PROVIDED PASSAGE section start

A classic technique in sitcoms and movies is for the story to open at a climactic or bizarre moment, and then to rewind and use first-person narration to explain how the protagonist ended up there. The giveaway is usually a line like: “Yep, that’s me. You’re probably wondering how I got here.”

Since I entered the Dominican Order nearly six years ago, I have lived that scene—in my head, that is—quite a few times. I have looked around at my surroundings and asked myself, “How on earth did I get here?” Why am I reading aloud a sermon about Elvis at a stranger’s sickbed at a hospital in Ohio? Why am I wandering through a half-derelict park in the South Bronx trying to give away day-old donuts?

Even the everyday, ordinary dimensions of religious life have prompted the same question. Praying in our chapel in silence at 6:30 in the morning, I sometimes wonder: how did I wind up here—in Washington, DC, wearing these medieval clothes, surrounded by this eclectic collection of people?

Two days from now, my classmates and I will make our solemn profession. After several years of testing our vocation, we will finally make our consecration permanent, promising to live as Dominicans until death. By those vows, we will belong wholly and exclusively to God for the rest of our lives. Before we make our profession, we will lie prostrate on the floor of our priory chapel. The sight would make a perfect opening shot in a movie: our noses pressed to the century-old floorboards, our backs draped in the black cappa of our Order, and our arms outstretched in the shape of the cross: “Yep, that’s me. You’re probably wondering how I got here.”

PROVIDED PASSAGE section end
EXTRACTED RECORDS section start

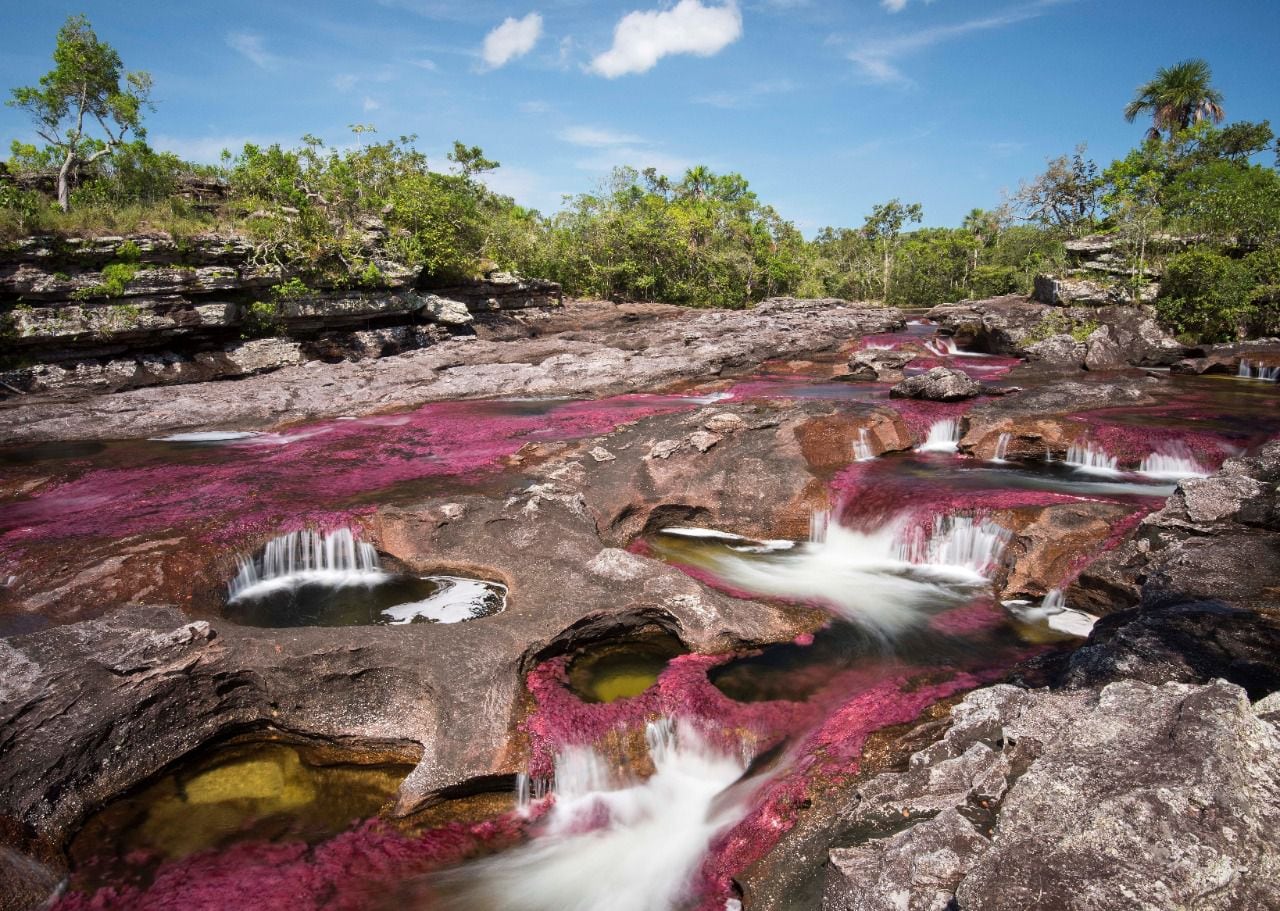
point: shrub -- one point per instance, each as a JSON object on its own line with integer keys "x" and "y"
{"x": 1206, "y": 296}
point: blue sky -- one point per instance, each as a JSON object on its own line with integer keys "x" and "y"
{"x": 826, "y": 108}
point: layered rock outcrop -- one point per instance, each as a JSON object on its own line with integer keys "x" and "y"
{"x": 1095, "y": 338}
{"x": 119, "y": 312}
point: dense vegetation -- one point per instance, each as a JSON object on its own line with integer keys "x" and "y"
{"x": 1196, "y": 201}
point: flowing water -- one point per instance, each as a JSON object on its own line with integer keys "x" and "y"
{"x": 653, "y": 776}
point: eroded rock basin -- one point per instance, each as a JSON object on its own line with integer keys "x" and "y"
{"x": 677, "y": 631}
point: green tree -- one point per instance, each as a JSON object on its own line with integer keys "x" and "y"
{"x": 87, "y": 86}
{"x": 885, "y": 228}
{"x": 1206, "y": 296}
{"x": 1065, "y": 196}
{"x": 1179, "y": 96}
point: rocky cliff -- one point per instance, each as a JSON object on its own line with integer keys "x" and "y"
{"x": 120, "y": 312}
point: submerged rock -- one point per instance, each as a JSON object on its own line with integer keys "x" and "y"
{"x": 941, "y": 384}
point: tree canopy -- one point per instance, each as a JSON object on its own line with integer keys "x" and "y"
{"x": 87, "y": 87}
{"x": 1179, "y": 96}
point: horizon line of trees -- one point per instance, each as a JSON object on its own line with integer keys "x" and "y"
{"x": 1193, "y": 201}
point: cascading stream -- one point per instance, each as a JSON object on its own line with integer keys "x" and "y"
{"x": 336, "y": 559}
{"x": 609, "y": 839}
{"x": 944, "y": 436}
{"x": 887, "y": 580}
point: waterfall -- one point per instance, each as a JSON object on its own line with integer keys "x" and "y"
{"x": 944, "y": 436}
{"x": 1054, "y": 614}
{"x": 885, "y": 580}
{"x": 1084, "y": 457}
{"x": 336, "y": 558}
{"x": 959, "y": 541}
{"x": 1002, "y": 448}
{"x": 611, "y": 841}
{"x": 1174, "y": 465}
{"x": 863, "y": 447}
{"x": 1257, "y": 371}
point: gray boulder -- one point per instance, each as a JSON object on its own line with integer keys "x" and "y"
{"x": 1134, "y": 796}
{"x": 446, "y": 311}
{"x": 941, "y": 384}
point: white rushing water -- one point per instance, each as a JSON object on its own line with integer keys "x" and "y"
{"x": 458, "y": 599}
{"x": 1089, "y": 459}
{"x": 863, "y": 451}
{"x": 1257, "y": 371}
{"x": 1054, "y": 614}
{"x": 1173, "y": 465}
{"x": 609, "y": 841}
{"x": 886, "y": 580}
{"x": 945, "y": 346}
{"x": 1002, "y": 448}
{"x": 944, "y": 436}
{"x": 307, "y": 557}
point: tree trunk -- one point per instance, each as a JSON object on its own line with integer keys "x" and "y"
{"x": 64, "y": 193}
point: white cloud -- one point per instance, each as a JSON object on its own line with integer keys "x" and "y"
{"x": 878, "y": 59}
{"x": 511, "y": 40}
{"x": 641, "y": 39}
{"x": 252, "y": 47}
{"x": 594, "y": 137}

EXTRACTED RECORDS section end

* ASSIGNMENT *
Please list every geographic place named in the passage about the Dominican Order. For what comes next, rely only on the passage about the Dominican Order and not on the entries.

* RESULT FOR THIS EXERCISE *
- Ohio
- the South Bronx
- Washington, DC